## Data for this task
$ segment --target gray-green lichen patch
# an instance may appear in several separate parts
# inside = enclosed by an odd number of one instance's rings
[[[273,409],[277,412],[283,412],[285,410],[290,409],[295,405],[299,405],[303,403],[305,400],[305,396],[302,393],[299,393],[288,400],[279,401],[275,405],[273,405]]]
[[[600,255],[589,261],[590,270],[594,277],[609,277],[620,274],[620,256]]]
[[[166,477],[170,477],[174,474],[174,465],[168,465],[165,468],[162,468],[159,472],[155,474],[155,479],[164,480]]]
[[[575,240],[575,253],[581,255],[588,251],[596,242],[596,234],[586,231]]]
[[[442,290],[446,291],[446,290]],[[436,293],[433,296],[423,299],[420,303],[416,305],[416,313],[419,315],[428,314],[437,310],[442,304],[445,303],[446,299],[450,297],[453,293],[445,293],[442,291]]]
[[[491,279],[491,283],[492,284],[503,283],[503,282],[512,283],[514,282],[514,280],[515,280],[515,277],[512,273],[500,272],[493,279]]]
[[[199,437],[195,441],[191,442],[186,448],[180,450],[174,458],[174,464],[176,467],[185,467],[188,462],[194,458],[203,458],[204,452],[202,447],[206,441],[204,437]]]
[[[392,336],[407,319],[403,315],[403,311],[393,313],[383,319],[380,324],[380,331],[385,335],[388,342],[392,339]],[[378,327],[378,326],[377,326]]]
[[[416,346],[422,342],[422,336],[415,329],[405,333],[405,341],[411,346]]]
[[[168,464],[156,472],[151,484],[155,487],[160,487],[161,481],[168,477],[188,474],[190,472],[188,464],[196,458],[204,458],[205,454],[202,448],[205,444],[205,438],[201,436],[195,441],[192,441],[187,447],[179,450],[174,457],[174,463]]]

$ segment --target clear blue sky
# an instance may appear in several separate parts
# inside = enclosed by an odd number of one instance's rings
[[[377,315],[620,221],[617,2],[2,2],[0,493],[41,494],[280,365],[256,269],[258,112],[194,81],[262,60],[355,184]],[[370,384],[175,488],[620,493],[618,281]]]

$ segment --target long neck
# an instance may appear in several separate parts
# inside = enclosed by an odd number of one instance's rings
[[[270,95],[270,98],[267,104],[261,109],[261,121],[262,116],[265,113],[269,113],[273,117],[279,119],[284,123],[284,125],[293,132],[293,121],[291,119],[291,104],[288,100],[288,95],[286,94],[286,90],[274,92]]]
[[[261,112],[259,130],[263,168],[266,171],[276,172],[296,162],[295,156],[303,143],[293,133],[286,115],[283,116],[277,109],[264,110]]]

## Your goal
Look for the word "target" in the listing above and state how many lines have it; give the number and nothing else.

## Answer for the task
3